Can you change "instance" to "occurrence" throughout the material below and return it with everything else unchanged, leaving out the pictures?

===== Exercise inputs =====

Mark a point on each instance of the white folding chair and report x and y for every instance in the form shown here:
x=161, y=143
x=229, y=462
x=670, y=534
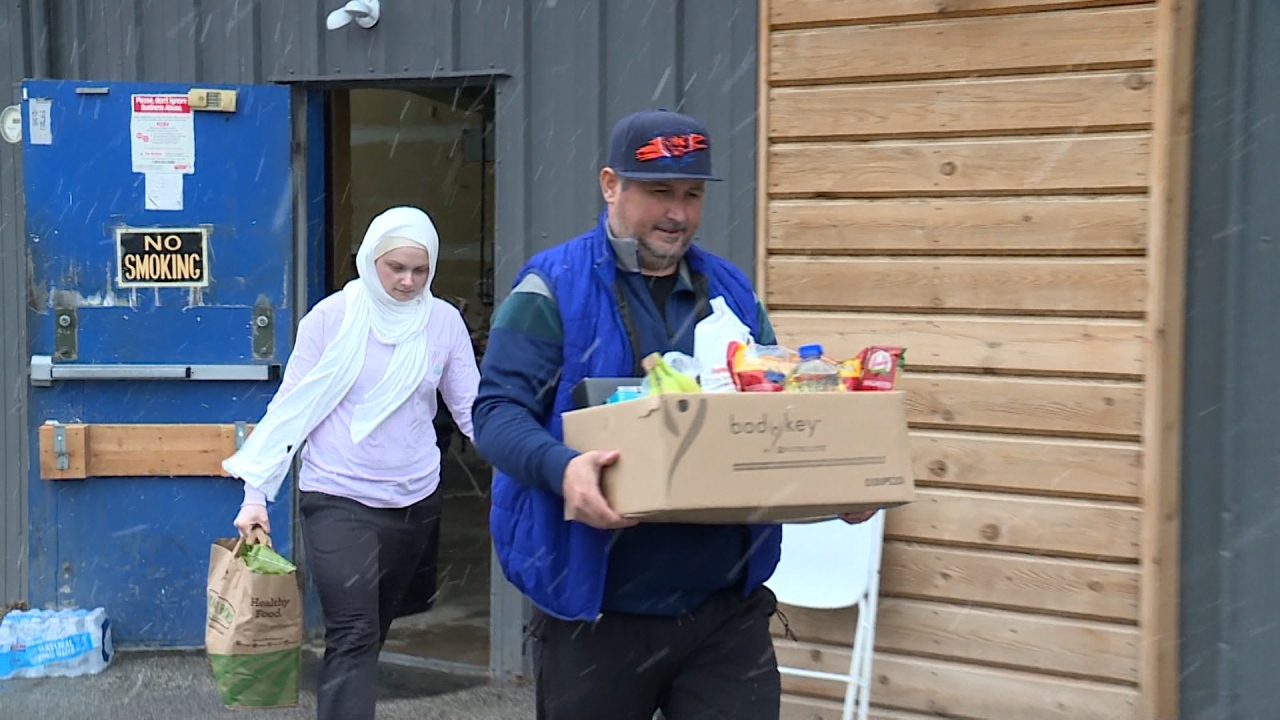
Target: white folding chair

=====

• [Solution for this exercise]:
Mark a point on each occurrence of the white folding chair and report x and y for every occurrence in the form shown here:
x=161, y=143
x=229, y=462
x=670, y=534
Target: white folding chair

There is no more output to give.